The response must consist of the lines below from the one with "positive clicks: (826, 318)" through the one with "300L810 370L831 371L828", exactly as they appear and with both ends kept.

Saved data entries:
○ ○ ○ ○ ○
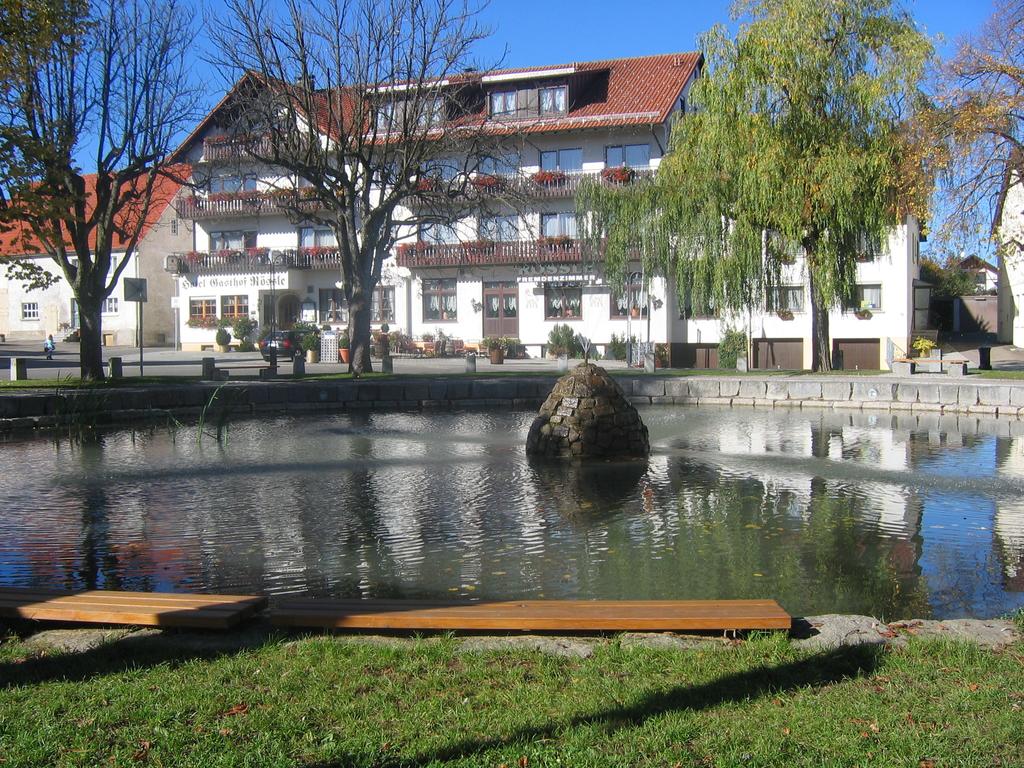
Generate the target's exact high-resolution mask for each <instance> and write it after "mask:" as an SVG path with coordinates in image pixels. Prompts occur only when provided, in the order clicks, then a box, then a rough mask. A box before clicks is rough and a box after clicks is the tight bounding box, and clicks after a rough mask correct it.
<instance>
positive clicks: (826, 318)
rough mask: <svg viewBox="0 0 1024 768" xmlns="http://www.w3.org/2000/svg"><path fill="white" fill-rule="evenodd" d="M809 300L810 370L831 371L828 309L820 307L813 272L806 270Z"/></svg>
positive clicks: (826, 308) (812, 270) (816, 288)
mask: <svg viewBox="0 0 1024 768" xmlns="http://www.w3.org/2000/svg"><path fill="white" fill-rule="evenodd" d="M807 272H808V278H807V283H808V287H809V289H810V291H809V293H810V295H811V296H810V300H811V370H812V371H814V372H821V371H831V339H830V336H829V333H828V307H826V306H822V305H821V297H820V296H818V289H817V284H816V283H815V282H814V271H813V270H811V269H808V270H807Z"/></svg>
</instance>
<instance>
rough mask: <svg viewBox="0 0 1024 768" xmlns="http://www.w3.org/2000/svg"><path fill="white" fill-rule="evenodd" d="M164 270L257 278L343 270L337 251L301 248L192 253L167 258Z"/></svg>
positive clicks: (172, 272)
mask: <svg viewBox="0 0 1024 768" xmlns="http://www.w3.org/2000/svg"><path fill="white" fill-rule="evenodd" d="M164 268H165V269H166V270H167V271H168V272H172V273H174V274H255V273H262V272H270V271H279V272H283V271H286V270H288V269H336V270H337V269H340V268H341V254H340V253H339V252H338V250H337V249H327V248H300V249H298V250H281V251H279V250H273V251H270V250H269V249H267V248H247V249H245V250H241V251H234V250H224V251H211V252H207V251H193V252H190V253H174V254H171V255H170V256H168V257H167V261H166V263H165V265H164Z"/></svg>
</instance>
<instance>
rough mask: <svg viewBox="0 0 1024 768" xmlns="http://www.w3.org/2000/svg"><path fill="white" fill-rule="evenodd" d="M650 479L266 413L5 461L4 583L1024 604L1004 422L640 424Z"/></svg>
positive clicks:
○ ○ ○ ○ ○
EXERCISE RESULT ▸
positive clicks: (826, 318)
rough mask: <svg viewBox="0 0 1024 768" xmlns="http://www.w3.org/2000/svg"><path fill="white" fill-rule="evenodd" d="M809 300L810 370L831 371L828 309L820 307L813 272L806 270Z"/></svg>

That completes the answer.